INSTRUCTIONS FOR THE TASK: Check every line of the material for the word "pole". Copy those that have it.

+ + + +

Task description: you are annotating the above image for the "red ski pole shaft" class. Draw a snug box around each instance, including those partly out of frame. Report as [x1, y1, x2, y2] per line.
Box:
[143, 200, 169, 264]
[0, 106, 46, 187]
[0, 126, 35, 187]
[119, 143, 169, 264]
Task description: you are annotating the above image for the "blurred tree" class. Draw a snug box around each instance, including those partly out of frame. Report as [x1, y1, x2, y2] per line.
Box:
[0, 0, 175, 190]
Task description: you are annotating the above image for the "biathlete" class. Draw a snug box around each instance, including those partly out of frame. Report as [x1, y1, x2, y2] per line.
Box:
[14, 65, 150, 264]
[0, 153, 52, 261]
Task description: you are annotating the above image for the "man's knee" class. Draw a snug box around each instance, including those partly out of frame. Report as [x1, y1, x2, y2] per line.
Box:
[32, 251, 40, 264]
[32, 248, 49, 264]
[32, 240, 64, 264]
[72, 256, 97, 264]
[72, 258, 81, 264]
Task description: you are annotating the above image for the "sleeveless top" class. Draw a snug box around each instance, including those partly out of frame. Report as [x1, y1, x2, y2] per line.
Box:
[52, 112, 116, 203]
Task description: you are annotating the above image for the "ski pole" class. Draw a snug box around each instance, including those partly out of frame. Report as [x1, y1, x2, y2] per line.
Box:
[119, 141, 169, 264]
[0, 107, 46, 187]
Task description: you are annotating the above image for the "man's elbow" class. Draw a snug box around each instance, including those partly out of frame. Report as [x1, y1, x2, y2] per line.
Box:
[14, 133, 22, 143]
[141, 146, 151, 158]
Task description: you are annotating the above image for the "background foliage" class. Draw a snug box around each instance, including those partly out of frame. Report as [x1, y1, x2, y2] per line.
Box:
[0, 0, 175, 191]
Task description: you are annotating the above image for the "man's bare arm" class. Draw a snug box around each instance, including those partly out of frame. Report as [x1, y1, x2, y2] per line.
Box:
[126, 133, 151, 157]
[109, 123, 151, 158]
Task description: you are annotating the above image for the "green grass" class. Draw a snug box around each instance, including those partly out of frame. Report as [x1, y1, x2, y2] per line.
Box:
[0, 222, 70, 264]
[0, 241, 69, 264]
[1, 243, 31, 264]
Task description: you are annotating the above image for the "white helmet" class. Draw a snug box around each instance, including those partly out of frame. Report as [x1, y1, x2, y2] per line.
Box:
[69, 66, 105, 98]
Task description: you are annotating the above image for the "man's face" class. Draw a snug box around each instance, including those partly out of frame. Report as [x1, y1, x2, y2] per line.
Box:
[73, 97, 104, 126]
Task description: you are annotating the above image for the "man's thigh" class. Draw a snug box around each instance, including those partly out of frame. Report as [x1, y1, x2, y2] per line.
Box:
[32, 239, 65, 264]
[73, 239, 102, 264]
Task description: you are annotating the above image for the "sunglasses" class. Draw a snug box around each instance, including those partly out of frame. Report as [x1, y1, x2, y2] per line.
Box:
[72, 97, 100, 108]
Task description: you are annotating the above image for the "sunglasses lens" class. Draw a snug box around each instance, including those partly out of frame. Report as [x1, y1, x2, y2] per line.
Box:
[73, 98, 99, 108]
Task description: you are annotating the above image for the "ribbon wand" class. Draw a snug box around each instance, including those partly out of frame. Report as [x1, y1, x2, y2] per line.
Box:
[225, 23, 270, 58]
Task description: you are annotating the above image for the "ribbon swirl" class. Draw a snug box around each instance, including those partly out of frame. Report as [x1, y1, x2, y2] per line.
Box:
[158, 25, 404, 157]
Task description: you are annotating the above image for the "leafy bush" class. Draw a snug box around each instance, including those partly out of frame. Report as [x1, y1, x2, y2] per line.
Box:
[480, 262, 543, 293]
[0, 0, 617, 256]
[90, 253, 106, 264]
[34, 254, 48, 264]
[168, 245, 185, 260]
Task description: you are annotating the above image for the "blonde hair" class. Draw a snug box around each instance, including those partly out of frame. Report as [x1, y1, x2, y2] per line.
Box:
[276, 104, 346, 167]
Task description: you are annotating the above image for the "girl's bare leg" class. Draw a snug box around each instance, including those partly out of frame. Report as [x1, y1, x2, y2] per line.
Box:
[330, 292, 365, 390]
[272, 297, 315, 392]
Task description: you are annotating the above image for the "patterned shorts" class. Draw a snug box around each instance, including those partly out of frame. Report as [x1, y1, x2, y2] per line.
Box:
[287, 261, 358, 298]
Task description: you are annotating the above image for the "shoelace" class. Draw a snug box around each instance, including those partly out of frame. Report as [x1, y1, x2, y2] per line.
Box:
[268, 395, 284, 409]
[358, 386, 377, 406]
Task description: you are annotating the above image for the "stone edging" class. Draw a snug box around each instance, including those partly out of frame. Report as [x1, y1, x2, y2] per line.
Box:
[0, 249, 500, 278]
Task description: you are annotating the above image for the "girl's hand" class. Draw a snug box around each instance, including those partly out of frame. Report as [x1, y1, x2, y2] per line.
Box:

+ + + +

REPLY TO THE EXERCISE:
Task description: you are annotating the above image for the "red ski pole shaft" class. Draw a snug box around each instance, including those partly out of frame. Report as [x1, y1, x2, y2] per line.
Task description: you are annotating the above image for the "ski pole" class. Draw a snug box around each instance, including those partly out of frame. Report as [x1, y1, x2, y2] per line.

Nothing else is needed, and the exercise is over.